■ **Task data**
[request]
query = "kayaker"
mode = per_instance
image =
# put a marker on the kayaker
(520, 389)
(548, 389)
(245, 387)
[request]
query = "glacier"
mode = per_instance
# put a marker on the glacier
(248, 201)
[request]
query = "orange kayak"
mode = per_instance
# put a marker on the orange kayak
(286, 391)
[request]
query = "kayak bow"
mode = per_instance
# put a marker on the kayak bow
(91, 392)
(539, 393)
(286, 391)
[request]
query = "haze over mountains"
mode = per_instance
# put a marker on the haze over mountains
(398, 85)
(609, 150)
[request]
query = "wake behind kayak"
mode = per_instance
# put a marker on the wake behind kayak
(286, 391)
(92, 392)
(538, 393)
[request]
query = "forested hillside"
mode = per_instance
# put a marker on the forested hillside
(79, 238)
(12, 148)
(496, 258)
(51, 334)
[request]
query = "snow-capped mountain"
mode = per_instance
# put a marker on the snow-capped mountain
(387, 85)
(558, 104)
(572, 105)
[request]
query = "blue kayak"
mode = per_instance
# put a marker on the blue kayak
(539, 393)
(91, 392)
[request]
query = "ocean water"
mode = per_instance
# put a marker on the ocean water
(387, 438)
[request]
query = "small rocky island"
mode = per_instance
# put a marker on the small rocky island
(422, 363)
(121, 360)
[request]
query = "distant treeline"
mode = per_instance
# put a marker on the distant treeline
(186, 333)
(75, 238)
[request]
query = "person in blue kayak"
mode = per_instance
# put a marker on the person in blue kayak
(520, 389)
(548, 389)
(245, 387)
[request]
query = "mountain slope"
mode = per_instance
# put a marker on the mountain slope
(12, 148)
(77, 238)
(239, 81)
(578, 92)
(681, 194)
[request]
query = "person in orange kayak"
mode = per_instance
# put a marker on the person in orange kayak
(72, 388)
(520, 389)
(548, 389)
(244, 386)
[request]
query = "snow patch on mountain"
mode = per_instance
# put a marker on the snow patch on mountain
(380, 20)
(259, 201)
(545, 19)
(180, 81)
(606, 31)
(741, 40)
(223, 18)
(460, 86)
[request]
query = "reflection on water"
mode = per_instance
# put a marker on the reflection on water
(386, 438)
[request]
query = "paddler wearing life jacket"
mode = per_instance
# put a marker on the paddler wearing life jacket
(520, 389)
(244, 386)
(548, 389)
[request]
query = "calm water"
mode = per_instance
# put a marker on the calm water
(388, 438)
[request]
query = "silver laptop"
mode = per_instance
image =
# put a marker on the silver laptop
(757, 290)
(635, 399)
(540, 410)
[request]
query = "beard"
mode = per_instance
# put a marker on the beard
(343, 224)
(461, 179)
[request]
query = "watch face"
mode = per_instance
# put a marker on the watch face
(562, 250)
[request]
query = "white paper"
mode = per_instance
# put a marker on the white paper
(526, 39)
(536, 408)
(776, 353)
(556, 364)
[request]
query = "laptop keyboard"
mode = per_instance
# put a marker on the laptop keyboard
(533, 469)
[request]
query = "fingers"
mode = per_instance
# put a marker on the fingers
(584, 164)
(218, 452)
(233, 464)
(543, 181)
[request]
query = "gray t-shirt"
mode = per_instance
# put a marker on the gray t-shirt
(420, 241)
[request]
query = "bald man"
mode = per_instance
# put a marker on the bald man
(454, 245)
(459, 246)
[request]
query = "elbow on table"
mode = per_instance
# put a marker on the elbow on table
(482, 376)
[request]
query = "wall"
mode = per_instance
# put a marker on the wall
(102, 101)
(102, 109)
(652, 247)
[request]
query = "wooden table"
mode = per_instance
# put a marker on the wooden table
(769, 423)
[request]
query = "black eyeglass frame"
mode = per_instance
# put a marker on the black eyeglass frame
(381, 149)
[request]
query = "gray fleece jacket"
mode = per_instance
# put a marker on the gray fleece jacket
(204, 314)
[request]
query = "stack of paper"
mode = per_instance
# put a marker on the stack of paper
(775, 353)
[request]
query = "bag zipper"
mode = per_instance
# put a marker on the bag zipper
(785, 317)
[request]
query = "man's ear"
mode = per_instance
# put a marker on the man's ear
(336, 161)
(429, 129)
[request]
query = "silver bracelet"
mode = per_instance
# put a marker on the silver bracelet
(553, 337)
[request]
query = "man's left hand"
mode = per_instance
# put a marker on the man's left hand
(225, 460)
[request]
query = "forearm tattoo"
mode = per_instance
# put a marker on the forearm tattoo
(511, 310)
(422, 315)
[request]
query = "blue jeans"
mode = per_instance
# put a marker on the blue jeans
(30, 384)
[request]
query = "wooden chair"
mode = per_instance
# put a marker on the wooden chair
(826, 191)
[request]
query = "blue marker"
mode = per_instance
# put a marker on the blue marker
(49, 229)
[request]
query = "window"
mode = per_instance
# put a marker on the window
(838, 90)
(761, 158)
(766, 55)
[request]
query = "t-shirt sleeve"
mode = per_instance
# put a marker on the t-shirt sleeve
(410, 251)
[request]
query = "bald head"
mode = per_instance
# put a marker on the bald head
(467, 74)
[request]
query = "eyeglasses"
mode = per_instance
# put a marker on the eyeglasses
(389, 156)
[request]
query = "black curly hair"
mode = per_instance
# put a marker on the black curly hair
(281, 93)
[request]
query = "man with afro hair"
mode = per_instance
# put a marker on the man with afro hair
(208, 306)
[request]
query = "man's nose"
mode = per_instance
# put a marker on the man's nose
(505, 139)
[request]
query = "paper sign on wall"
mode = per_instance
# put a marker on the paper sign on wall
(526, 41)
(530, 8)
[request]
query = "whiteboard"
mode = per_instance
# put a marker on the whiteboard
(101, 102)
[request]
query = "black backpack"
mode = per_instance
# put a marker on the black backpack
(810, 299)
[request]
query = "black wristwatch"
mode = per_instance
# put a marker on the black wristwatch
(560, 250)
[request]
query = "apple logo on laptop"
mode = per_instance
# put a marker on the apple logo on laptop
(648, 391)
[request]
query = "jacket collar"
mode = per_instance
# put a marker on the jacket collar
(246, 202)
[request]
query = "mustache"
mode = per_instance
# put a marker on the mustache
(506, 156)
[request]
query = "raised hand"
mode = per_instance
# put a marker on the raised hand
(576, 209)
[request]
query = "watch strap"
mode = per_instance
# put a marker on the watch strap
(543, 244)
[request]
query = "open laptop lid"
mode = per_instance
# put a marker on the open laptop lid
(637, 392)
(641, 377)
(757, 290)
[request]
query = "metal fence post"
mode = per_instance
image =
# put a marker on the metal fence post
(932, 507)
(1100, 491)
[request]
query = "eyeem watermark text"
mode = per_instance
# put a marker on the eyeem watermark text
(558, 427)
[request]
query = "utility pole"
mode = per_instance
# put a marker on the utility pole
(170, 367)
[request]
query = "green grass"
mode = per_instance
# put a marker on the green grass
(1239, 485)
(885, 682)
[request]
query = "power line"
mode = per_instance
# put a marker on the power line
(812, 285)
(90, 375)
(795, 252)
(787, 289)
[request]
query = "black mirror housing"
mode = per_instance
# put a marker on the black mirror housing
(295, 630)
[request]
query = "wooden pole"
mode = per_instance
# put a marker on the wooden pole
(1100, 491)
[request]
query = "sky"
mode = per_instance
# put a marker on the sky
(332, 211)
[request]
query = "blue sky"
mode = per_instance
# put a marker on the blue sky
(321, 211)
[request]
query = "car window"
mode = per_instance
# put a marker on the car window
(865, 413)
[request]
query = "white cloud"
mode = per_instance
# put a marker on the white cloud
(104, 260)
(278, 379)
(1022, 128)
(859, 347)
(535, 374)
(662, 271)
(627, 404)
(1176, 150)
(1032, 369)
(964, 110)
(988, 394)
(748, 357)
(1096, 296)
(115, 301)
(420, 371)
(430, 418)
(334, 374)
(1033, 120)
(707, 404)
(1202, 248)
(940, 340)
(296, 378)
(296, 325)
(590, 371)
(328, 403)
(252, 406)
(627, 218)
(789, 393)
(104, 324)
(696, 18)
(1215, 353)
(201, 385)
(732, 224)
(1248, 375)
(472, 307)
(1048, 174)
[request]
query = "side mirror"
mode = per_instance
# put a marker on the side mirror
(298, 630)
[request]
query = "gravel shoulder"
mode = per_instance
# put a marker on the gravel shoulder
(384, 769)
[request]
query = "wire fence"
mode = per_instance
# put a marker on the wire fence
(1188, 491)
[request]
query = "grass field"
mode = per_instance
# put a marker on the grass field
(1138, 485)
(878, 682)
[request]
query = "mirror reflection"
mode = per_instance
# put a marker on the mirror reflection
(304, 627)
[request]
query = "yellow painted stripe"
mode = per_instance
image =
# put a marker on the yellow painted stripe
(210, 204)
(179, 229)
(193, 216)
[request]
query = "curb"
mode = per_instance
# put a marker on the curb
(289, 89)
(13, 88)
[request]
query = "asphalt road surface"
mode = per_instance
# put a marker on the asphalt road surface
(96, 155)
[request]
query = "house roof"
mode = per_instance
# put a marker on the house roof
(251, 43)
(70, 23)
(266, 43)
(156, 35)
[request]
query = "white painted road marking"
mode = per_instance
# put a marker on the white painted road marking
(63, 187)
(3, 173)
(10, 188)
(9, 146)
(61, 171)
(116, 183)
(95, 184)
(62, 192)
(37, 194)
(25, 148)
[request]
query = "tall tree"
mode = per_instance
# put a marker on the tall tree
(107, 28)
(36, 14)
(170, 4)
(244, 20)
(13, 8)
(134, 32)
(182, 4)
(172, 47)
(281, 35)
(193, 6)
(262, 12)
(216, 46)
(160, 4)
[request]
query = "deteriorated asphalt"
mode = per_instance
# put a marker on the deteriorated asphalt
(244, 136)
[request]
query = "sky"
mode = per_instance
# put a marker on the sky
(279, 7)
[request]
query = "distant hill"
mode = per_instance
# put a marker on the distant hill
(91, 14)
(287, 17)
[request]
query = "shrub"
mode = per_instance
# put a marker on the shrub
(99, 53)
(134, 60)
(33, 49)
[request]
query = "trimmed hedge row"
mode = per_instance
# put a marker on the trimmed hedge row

■ **Stated exercise**
Which lines in the entries above contain the string "window"? Extract each one in full.

■ **Exercise answer**
query = "window"
# put a marker on the window
query = "car window"
# put a marker on the car window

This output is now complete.